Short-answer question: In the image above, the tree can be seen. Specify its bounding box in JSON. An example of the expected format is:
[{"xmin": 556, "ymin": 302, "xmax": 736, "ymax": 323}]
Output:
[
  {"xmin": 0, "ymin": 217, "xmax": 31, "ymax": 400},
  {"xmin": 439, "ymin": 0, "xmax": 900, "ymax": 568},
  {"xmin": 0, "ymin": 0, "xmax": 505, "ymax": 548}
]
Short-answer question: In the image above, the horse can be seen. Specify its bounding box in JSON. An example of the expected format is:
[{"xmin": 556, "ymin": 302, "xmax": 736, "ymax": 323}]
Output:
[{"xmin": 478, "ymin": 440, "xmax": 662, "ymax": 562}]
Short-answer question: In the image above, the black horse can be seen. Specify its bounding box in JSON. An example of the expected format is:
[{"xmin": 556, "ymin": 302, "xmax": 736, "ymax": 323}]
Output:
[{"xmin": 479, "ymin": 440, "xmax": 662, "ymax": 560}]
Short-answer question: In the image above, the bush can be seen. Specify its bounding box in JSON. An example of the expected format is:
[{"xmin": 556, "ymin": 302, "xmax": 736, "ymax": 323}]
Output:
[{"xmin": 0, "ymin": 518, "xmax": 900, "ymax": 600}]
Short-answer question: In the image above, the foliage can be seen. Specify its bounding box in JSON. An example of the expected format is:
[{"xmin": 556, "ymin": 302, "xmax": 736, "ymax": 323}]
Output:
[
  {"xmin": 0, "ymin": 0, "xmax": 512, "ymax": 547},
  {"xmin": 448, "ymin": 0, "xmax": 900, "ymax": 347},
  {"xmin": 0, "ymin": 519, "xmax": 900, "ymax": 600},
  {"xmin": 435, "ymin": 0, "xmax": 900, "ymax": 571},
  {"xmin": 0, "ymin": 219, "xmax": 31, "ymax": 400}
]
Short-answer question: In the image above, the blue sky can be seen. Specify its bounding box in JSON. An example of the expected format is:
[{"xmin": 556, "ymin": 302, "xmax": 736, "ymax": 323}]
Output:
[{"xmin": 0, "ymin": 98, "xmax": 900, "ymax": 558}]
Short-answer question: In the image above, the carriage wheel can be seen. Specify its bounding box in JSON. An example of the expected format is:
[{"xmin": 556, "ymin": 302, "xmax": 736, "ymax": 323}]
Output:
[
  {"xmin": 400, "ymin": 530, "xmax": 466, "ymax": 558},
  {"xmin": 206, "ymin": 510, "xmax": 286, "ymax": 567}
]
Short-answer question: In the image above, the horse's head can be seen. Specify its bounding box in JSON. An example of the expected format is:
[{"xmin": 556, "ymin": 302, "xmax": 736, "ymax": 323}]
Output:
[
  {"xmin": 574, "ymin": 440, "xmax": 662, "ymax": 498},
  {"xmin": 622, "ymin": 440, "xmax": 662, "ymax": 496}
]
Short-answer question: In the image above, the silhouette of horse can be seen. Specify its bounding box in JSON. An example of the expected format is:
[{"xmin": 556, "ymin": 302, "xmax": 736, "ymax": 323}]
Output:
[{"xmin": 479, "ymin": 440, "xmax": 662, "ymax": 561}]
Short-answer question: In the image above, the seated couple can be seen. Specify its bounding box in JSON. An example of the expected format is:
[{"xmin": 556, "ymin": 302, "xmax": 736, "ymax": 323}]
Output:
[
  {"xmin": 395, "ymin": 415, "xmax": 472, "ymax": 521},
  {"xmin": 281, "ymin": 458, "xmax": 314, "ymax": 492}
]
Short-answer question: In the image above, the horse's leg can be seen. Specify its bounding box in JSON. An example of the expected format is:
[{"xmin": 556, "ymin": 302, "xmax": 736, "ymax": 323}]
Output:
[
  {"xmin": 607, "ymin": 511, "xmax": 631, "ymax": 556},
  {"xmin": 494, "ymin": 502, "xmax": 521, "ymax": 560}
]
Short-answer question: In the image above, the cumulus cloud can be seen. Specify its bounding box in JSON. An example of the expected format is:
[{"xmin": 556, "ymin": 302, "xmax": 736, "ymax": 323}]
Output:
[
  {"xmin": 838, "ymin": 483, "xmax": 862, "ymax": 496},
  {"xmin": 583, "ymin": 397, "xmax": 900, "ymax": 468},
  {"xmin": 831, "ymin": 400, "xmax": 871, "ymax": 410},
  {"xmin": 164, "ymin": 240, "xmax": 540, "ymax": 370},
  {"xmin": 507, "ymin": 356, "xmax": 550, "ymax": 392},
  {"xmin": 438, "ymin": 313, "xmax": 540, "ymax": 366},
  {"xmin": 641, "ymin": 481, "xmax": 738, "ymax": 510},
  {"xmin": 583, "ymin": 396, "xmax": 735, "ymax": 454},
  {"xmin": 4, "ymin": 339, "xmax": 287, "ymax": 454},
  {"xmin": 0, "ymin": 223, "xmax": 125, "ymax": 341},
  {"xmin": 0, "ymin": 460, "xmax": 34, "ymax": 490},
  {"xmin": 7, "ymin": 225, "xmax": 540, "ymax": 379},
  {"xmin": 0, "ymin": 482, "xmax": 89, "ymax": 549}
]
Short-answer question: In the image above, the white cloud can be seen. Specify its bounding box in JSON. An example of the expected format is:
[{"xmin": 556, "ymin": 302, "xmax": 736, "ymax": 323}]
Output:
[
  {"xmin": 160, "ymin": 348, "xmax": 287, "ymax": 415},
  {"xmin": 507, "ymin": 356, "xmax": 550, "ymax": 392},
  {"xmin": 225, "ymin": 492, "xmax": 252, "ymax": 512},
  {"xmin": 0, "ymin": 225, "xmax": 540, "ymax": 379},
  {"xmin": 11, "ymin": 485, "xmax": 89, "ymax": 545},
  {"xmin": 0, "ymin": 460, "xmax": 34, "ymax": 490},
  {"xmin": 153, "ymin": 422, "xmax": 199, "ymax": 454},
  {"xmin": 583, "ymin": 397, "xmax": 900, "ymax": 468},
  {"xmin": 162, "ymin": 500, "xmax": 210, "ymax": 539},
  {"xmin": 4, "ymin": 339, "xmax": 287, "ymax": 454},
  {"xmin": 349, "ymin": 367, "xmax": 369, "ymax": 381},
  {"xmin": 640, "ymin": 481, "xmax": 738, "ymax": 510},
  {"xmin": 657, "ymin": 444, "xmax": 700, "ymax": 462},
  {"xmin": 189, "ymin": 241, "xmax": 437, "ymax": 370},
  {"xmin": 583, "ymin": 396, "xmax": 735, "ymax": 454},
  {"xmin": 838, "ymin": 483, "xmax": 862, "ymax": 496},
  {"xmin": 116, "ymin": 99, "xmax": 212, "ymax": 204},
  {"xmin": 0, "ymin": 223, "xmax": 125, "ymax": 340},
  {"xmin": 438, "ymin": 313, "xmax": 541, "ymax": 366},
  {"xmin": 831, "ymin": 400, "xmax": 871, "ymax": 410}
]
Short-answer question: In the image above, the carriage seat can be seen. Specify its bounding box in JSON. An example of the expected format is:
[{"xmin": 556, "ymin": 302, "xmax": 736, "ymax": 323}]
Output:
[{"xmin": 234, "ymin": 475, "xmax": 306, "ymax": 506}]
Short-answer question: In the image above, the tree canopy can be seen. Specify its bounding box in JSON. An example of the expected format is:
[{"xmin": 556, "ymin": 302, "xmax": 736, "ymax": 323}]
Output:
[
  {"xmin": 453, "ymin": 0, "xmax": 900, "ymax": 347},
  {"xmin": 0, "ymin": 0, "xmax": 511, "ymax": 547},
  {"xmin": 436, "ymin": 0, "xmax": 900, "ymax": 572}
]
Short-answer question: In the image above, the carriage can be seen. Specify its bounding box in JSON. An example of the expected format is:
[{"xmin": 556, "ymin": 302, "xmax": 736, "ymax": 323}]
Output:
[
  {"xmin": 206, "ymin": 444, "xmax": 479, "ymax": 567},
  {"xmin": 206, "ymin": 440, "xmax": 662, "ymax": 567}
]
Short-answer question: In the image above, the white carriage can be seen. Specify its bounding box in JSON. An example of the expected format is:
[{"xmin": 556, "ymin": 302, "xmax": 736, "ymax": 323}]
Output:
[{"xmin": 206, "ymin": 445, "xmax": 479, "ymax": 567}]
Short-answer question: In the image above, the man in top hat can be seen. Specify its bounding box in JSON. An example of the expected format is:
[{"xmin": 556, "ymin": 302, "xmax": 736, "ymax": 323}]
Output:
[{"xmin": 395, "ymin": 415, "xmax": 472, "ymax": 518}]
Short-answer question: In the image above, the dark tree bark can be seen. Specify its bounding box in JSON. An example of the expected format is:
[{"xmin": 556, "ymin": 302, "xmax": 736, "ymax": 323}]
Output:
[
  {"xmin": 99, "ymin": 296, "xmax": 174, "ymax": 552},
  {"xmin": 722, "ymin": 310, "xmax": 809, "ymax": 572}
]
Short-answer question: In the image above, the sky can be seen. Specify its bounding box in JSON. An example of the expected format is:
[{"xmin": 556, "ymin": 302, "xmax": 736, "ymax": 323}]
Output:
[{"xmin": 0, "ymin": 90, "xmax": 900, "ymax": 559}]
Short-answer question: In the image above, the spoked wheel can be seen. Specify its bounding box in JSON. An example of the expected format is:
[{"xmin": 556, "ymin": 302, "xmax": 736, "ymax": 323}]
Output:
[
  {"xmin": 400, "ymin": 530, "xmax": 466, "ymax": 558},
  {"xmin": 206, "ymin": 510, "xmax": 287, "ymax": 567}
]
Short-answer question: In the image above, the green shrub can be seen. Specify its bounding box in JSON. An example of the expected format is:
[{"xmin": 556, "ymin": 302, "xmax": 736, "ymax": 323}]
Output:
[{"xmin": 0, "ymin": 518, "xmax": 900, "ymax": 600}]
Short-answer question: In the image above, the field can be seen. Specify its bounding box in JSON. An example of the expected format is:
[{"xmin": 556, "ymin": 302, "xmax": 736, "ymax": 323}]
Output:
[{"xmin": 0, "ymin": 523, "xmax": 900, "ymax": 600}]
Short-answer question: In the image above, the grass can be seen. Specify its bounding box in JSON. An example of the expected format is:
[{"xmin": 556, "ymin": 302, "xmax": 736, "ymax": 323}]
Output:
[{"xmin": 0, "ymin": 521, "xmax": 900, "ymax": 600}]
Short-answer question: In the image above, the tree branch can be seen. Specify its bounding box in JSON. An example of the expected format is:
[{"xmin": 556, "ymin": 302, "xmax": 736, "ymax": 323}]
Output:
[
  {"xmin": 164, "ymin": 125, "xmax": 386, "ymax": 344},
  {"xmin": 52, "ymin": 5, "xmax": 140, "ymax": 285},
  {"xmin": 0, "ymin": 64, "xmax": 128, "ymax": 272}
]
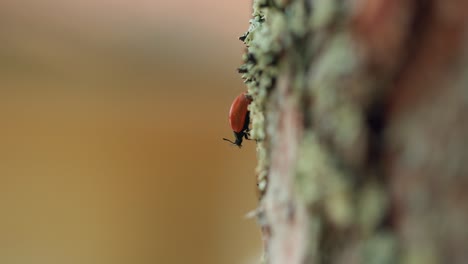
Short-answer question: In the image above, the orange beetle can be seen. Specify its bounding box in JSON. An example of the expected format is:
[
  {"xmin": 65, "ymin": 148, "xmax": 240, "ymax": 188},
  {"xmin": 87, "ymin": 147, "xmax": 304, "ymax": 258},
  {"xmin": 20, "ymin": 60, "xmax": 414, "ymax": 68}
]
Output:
[{"xmin": 223, "ymin": 92, "xmax": 252, "ymax": 148}]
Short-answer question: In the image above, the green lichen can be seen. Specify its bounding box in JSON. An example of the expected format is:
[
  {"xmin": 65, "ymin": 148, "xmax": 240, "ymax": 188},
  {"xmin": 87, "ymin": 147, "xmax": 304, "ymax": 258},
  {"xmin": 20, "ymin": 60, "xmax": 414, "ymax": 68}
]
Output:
[
  {"xmin": 361, "ymin": 231, "xmax": 398, "ymax": 264},
  {"xmin": 296, "ymin": 132, "xmax": 354, "ymax": 228}
]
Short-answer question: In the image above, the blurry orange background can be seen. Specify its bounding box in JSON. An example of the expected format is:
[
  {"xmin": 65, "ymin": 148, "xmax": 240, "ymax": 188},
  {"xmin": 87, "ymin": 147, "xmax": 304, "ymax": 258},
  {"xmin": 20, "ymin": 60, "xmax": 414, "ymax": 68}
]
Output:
[{"xmin": 0, "ymin": 0, "xmax": 261, "ymax": 264}]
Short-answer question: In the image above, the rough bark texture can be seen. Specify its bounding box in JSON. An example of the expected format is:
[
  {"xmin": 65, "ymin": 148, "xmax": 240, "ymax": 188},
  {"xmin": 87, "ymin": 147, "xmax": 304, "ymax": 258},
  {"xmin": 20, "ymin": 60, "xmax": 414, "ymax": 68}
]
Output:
[{"xmin": 239, "ymin": 0, "xmax": 468, "ymax": 264}]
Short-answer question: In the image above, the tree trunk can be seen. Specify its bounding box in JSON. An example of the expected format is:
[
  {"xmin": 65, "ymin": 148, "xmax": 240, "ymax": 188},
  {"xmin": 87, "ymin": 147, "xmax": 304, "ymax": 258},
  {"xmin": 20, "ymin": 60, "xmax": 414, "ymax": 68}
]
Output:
[{"xmin": 239, "ymin": 0, "xmax": 468, "ymax": 264}]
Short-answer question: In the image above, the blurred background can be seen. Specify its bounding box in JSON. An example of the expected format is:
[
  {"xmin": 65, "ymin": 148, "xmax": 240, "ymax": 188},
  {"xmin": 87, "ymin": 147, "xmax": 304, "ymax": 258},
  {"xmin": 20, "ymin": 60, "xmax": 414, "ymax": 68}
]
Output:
[{"xmin": 0, "ymin": 0, "xmax": 261, "ymax": 264}]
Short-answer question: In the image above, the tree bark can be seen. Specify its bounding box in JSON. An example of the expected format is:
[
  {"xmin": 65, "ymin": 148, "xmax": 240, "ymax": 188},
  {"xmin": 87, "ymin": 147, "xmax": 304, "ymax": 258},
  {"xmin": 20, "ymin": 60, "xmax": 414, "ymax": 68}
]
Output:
[{"xmin": 239, "ymin": 0, "xmax": 468, "ymax": 264}]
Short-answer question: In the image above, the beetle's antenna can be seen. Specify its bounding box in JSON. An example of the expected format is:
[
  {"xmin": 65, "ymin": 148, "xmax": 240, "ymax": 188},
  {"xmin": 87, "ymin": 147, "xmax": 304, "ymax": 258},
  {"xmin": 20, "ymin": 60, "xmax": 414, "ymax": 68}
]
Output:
[
  {"xmin": 223, "ymin": 138, "xmax": 242, "ymax": 148},
  {"xmin": 223, "ymin": 138, "xmax": 236, "ymax": 145}
]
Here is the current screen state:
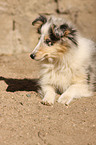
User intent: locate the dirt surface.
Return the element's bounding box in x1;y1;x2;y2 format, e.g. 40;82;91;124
0;0;96;54
0;53;96;145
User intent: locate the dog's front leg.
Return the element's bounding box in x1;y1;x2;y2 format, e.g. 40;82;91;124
41;85;56;105
58;84;93;105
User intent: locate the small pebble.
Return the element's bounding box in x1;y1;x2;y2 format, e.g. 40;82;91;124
26;94;31;97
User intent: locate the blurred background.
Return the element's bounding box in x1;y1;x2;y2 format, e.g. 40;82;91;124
0;0;96;54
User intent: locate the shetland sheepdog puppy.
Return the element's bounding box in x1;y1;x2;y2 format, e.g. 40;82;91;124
30;15;96;105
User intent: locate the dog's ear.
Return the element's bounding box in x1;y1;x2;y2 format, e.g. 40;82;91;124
52;23;77;45
32;15;47;33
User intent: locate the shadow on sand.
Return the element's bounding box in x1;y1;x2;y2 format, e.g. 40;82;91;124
0;77;40;92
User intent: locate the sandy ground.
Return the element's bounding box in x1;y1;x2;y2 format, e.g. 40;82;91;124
0;53;96;145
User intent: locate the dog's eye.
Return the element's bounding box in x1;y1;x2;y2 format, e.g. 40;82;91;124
45;39;53;46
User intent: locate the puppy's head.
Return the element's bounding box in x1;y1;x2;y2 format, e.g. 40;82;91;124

> [JOB] Count the lines in the listing that contain the string "puppy", and reply with only that number.

> [WRITTEN ANSWER] 2